--- READING PASSAGE ---
[FFmpeg-devel] [PATCH] Support for reducing from 5.1 and 4.0audio to stereo audio

Axel Holzinger aholzinger
Wed Oct 31 21:18:46 CET 2007


Rich Felker wrote:
> On Wed, Oct 31, 2007 at 04:38:57PM +0100, Axel Holzinger wrote:
> > > > +static void quad_to_stereo(short *output, short 
> *input, int n) {
> > > > +    int i;
> > > > +    for(i=0; i<n; i++) {
> > > > +        output[0] = (input[0] + input[2]) >> 1;
> > > > +        output[1] = (input[1] + input[3]) >> 1;
> > > >   
> > > 
> > > shouldn't it be /2 instead of >>1 ?
> > 
> > It's ints, what is the difference?
> 
> The difference is what happens to negative values. However, I 
> think rounding in the consistent direction (towards -?) is 
> better than rounding towards 0. The latter could create 
> artifacts; the former will only create DC bias which is inaudible.
--- DATA RECORDS ---
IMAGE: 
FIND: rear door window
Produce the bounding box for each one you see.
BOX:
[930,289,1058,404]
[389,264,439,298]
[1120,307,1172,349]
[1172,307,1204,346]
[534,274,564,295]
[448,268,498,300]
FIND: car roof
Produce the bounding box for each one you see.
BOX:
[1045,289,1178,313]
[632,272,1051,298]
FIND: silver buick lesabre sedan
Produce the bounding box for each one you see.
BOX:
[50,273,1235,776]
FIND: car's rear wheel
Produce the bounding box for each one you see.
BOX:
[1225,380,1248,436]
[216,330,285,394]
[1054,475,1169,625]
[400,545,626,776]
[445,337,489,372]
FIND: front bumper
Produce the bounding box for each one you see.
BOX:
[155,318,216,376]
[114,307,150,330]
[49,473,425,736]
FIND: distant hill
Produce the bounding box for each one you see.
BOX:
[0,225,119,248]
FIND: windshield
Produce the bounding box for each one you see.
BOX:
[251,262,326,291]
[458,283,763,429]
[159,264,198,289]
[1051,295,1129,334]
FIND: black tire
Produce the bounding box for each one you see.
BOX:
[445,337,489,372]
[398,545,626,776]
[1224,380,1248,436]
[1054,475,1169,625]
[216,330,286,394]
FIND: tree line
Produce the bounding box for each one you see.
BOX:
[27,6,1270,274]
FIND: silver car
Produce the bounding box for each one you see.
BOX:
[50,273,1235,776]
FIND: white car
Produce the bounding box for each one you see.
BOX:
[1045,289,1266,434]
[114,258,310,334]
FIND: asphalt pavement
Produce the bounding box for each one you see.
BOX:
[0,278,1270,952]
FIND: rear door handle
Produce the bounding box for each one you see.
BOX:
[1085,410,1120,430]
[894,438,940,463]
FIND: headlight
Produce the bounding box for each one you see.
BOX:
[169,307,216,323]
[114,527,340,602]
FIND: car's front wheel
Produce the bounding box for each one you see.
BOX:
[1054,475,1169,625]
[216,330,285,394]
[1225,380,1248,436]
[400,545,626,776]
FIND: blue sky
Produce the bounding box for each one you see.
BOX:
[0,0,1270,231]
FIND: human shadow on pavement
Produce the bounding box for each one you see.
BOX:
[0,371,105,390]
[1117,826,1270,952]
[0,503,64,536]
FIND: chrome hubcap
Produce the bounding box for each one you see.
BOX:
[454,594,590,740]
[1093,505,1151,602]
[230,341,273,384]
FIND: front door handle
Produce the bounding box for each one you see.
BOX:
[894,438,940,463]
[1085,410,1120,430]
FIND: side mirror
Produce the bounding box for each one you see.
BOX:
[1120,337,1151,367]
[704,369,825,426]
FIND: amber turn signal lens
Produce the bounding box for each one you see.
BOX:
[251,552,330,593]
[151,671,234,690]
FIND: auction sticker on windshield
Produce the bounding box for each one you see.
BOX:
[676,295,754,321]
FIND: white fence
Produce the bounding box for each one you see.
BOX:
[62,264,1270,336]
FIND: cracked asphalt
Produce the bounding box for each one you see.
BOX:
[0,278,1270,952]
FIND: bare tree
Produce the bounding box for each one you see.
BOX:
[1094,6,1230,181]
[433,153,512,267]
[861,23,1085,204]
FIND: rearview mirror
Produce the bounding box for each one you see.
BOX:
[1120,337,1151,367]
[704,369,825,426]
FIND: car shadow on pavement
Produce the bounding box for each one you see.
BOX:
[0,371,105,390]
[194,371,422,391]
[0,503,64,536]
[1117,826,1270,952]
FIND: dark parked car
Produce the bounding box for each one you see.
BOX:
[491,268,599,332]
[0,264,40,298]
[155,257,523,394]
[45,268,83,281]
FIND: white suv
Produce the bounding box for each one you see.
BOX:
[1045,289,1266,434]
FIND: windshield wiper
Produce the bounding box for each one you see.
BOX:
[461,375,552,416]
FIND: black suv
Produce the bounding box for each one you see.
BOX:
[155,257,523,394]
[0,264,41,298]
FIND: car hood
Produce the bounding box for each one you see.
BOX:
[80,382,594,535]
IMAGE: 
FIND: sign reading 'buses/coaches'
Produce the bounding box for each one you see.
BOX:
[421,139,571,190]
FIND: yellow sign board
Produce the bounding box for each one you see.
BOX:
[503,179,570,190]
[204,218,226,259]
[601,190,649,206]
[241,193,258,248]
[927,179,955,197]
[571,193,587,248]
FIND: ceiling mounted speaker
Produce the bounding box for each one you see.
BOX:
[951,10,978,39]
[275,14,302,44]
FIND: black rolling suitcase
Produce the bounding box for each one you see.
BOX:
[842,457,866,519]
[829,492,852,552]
---
WHAT TO DO ->
a) In the FFmpeg patch discussion, what does Rich Felker say rounding toward zero could create?
b) Translate this sentence from the FFmpeg patch discussion into Spanish: "The difference is what happens to negative values."
c) Carry the FFmpeg patch discussion on from its last sentence.
The records have nothing to do with the FFmpeg patch discussion.

ANSWERS TO THE EXERCISE ->
a) Artifacts.

b) La diferencia es lo que ocurre con los valores negativos.

c)
Shifting right is perfectly right (if you want to divide by 2). There is no -? with shorts. The most negative number has the same (okay not exactly, off by one) energy as the most positive value. If you want to reduce energy (and that's what he had in mind I guess) shifting right is perfect.

But I recommend to just clip, meanig check, if the value is smaller than SHORT_MIN tie it to SHORT_MIN and if it's greater than SHORT_MAX tie it to SHORT_MAX.

> > > > +        output += 2;
> > > > +        input += 4;
> > > > +    }
> > > > +}
> > > > +
> > > > +
> > > > +static void ac3_5p1_to_stereo(short *output, short *input, int 
> > > > +n1)
> > 
> > The correct way to handle this is to follow the ITU matrix:
> > 
> > Lo = L + 0.7 * C + k * Ls
> > Ro = R + 0.7 * C + k * Rs with default k = 0.7
> > 
> > You see: No division! Instead you have to implement clipping.
> > 
> > Why no division?
> > 
> > Imagine, you have a 5.1 signal, but only L + R hold any 
> signal. If you 
> > divide, the stereo level will be decreased and you will 
> loose dynamic.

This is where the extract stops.